■ **Problem statement**: Copy the rows below from the line with "the black sneaker" to the line with "[[471, 261]]", requests included, and move every point by adding 64 to each of its x and y coordinates.

■ **Data supplied**:
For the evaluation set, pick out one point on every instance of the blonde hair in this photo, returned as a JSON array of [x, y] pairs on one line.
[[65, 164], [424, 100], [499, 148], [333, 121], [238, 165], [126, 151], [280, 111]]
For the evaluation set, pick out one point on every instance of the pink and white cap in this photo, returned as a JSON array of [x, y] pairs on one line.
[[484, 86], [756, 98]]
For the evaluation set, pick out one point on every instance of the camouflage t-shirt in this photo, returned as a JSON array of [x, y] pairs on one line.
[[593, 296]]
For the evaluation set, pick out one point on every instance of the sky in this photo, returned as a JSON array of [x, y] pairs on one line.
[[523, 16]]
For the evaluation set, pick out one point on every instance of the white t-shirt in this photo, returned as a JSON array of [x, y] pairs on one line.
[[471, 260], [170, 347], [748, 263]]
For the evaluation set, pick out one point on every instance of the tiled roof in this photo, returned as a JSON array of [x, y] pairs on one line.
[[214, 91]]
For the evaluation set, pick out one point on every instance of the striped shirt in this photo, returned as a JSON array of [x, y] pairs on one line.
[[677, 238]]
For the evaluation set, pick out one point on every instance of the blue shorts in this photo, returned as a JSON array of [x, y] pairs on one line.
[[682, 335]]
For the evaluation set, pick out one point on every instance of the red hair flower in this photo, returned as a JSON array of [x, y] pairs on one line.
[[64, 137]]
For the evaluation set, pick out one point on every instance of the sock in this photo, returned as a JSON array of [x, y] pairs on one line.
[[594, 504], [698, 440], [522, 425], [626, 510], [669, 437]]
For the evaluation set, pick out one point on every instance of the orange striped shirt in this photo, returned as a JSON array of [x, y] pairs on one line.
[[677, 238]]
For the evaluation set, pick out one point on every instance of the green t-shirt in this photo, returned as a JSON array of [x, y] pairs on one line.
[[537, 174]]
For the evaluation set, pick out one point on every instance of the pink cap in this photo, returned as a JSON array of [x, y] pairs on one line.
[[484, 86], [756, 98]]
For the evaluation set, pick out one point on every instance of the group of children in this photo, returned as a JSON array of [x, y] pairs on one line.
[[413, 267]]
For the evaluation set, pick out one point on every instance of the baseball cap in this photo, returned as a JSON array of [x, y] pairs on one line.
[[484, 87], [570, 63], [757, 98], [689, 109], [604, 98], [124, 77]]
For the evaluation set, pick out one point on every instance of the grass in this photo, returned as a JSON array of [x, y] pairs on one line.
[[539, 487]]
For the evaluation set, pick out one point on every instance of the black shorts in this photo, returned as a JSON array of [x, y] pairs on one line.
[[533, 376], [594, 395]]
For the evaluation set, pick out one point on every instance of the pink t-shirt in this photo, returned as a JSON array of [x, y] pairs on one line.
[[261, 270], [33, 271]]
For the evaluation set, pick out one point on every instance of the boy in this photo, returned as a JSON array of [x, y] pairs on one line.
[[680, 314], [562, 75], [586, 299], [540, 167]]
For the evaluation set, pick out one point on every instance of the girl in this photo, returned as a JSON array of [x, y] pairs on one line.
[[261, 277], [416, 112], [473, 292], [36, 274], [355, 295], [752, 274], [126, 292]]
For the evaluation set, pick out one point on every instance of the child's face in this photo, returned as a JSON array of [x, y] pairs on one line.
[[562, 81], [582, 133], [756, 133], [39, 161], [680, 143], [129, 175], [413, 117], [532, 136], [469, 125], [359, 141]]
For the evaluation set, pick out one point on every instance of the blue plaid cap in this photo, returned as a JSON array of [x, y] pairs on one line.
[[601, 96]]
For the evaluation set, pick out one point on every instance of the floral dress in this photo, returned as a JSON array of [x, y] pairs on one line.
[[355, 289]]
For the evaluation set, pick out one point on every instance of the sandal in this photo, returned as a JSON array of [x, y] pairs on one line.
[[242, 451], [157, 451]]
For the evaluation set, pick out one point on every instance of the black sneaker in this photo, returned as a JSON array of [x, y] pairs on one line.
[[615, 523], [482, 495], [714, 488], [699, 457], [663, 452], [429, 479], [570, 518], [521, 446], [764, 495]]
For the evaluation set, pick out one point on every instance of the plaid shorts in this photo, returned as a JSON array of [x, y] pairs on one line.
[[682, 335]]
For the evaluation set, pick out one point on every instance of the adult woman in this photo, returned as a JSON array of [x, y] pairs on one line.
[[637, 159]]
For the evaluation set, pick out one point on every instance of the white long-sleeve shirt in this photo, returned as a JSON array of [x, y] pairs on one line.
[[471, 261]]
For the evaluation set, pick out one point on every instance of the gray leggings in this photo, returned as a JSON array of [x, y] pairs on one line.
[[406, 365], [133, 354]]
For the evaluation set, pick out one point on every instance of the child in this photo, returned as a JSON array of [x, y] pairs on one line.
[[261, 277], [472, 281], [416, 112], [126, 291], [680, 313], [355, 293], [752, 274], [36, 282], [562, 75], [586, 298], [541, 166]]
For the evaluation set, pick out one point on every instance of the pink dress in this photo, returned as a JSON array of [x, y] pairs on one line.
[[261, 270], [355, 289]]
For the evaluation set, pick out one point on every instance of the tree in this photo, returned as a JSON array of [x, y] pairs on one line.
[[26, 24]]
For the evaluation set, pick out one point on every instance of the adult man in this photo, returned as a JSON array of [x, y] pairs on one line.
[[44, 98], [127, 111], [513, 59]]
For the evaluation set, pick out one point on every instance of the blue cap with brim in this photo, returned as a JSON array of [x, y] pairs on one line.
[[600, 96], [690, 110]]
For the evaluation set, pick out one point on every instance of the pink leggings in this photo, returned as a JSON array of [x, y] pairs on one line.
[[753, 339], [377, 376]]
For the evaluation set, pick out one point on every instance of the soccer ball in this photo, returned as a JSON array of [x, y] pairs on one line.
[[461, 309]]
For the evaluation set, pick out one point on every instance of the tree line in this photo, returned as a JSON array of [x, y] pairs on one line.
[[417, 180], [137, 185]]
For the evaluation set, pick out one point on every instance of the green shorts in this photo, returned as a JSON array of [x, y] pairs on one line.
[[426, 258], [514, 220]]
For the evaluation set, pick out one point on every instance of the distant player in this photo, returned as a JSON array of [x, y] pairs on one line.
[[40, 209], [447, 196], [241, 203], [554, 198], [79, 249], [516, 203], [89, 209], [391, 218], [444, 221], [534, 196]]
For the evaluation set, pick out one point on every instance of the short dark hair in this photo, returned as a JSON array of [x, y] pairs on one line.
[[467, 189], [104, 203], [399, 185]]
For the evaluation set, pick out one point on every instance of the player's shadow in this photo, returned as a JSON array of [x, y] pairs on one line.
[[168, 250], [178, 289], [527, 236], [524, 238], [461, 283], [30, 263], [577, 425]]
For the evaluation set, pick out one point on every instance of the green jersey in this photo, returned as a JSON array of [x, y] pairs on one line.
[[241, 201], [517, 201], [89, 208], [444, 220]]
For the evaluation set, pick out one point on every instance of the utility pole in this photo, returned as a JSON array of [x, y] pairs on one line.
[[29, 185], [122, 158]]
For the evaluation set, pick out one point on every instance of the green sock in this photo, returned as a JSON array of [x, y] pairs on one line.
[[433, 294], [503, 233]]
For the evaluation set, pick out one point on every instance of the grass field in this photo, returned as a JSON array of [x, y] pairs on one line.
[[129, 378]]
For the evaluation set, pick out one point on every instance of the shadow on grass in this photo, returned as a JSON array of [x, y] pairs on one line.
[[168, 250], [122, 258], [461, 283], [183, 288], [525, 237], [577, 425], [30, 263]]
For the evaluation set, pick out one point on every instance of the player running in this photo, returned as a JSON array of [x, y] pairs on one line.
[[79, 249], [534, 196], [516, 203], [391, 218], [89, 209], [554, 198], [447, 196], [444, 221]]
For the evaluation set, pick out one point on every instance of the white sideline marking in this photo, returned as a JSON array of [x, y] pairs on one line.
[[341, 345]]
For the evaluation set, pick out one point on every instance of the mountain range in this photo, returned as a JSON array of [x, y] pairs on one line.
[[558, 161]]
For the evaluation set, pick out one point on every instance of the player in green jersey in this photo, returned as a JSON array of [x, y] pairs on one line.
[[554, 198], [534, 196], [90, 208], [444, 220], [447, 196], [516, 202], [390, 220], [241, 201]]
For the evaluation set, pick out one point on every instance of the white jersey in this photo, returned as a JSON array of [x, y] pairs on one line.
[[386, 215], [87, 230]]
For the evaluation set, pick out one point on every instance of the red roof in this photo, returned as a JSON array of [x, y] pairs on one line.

■ **Final result**:
For the evaluation set, pick out one point on every instance of the black sneaker in this photo, returned as a JSON array of [x, y] pairs on one line.
[[679, 587], [546, 559], [778, 552], [763, 521], [727, 516], [493, 543], [634, 582], [585, 510], [828, 559]]
For the evaluation set, pick out one point on every instance of the plaid shorts in this photo, returned as a JSON array of [x, y] pairs on one line.
[[746, 399]]
For the evaluation set, pick out one point on every instance of the adult woman in this photo, returned as a JSON array of [x, y] pairs on one line.
[[701, 223]]
For the evaluation set, pick out one point on every instance of the white long-sleeve shirt in this photo, returned as a JSON array of [x, y] pairs on one line.
[[535, 325]]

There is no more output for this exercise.